[Stored data entries]
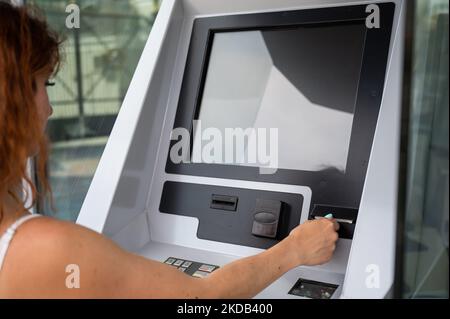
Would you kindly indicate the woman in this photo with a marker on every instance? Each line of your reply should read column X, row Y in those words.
column 34, row 252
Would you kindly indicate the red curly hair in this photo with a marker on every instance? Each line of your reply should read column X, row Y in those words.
column 27, row 49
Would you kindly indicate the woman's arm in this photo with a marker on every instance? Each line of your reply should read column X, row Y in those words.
column 42, row 249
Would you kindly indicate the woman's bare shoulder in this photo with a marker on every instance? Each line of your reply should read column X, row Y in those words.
column 45, row 252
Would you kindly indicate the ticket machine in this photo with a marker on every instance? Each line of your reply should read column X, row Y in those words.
column 247, row 118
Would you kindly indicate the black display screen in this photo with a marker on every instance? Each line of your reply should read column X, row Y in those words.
column 302, row 81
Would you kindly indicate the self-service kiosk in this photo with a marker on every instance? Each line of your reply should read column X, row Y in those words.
column 245, row 119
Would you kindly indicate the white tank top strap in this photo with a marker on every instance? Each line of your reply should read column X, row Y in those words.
column 5, row 240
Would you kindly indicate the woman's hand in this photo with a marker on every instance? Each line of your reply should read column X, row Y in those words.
column 314, row 242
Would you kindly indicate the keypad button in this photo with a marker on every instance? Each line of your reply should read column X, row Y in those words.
column 178, row 263
column 170, row 261
column 200, row 274
column 207, row 268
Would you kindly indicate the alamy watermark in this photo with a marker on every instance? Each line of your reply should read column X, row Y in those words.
column 243, row 146
column 73, row 279
column 73, row 17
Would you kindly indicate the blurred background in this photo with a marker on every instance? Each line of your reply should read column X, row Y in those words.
column 101, row 57
column 99, row 61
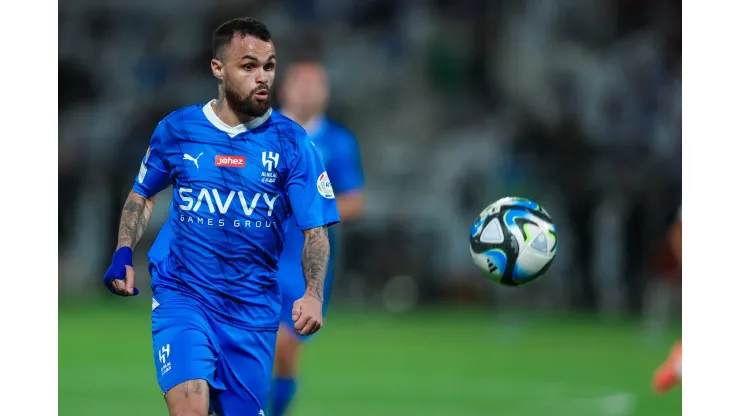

> _YOUR INSTRUCTIONS_:
When you reach the line that contains "Would you kindly indicate the woman's hand", start reproducing, and continue word for word to the end of the records; skip all pictures.

> _SOLUTION BELOW_:
Would you kindly indicate the woman's hand in this photo with a marker on every instance? Each line of your reply should read column X, row Y in those words.
column 314, row 242
Would you kindly indicate the keypad button in this photo with a marker on every instance? Each line of your reply should read column X, row Y in those words.
column 178, row 263
column 170, row 261
column 200, row 274
column 207, row 268
Would you kindly indicate the alamy watermark in this photo with a marker on every instance? Each line of your reply should read column X, row Y in those words.
column 243, row 146
column 73, row 279
column 73, row 17
Would you kindly indicate the blurred background in this photo with a marker on every instance? Each line of your reply should read column X, row Y in those words.
column 101, row 57
column 99, row 61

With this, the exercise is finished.